Alıntı metin:
+++++

Yeni bir çalışma, kalıntıları Danimarka’daki bir bataklıkta bulunan ünlü Tollund Adamı’nın, MÖ 400’de gerçekleşen şiddet dolu ölümünden kısa bir süre önce yulaf lapası ve balıktan oluşan bir öğün ile beslendiğini ortaya çıkardı.
Tollund Adamı’nın kalın bağırsak parçası üzerinde çalışan araştırmacılar; bataklıkta korunmuş antik bir vücutta tenya bulunduğuna dair ilk vakadaki gibi Tollund Adamı’nın da kamçılı solucanlar ve mide solucanlarından kaynaklanan parazit enfeksiyonlarına sahip olduğunu fark ettiler.
Danimarka’daki Silkeborg Müzesi’nde araştırma başkanlığı yapan ve çalışmanın liderliğini üstlenen Arkeolog Nina Nielsen, “Tollund Adamı’nın son yemeğinin rekonstrüksiyonunu o kadar detaylı bir şekilde yaptık ki isteyenler bu yemeği şimdi de yapabilir.” diyor. “Bu oldukça etkileyici çünkü 2.400 yıl önce var olan şeylere çok yaklaşıyorsunuz.”
(5300 Yıllık Buzadam Ötzi’nin Son Yedikleri Tespit Edildi)

+++++

Sağlanan satırlar:
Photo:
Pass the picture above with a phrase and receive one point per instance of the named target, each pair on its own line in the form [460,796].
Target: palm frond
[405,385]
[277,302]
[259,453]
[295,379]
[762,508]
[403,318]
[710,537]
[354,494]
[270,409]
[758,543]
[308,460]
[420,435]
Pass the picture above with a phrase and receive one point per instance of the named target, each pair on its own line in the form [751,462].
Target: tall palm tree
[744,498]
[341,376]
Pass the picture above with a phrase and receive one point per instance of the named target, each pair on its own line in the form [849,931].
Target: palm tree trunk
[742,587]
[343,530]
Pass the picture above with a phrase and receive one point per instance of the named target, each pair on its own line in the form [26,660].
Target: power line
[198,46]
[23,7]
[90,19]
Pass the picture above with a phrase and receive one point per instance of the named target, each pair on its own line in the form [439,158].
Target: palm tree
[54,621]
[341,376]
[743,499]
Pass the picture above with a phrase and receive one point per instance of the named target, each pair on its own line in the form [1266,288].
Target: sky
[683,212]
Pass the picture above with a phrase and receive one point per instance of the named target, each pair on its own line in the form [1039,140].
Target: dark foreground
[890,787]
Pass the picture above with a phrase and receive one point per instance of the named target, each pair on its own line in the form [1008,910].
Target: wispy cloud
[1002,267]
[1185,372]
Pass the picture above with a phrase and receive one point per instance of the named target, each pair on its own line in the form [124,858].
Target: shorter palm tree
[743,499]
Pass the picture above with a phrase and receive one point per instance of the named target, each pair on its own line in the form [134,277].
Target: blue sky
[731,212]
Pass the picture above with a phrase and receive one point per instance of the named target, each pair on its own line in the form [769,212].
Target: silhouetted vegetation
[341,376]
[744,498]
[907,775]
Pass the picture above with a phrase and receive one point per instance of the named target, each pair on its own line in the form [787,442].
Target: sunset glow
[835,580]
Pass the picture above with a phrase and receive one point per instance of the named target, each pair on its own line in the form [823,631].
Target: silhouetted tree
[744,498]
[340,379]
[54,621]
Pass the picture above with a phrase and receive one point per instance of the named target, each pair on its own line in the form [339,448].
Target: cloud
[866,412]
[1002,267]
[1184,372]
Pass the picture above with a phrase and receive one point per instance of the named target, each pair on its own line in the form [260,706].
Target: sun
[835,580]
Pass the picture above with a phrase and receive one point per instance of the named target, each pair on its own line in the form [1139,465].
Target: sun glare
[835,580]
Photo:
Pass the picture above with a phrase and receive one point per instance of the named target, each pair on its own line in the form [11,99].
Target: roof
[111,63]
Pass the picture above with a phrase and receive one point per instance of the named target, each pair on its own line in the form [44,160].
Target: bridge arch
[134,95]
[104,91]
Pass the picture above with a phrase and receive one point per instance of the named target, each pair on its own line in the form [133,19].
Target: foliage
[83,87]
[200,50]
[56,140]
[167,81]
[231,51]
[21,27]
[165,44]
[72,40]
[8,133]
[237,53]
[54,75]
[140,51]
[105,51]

+++++

Yazılı istek:
Tollund Adamı metninin "Tollund Adamı’nın kalın" ile başlayıp "Yedikleri Tespit Edildi)" ile biten kısmını, "etkileyici" yerine "şaşırtıcı" koyarak güncelleyip yeniden yazın.

Aşağıdaki çıktı:
Tollund Adamı’nın kalın bağırsak parçası üzerinde çalışan araştırmacılar; bataklıkta korunmuş antik bir vücutta tenya bulunduğuna dair ilk vakadaki gibi Tollund Adamı’nın da kamçılı solucanlar ve mide solucanlarından kaynaklanan parazit enfeksiyonlarına sahip olduğunu fark ettiler.
Danimarka’daki Silkeborg Müzesi’nde araştırma başkanlığı yapan ve çalışmanın liderliğini üstlenen Arkeolog Nina Nielsen, “Tollund Adamı’nın son yemeğinin rekonstrüksiyonunu o kadar detaylı bir şekilde yaptık ki isteyenler bu yemeği şimdi de yapabilir.” diyor. “Bu oldukça şaşırtıcı çünkü 2.400 yıl önce var olan şeylere çok yaklaşıyorsunuz.”
(5300 Yıllık Buzadam Ötzi’nin Son Yedikleri Tespit Edildi)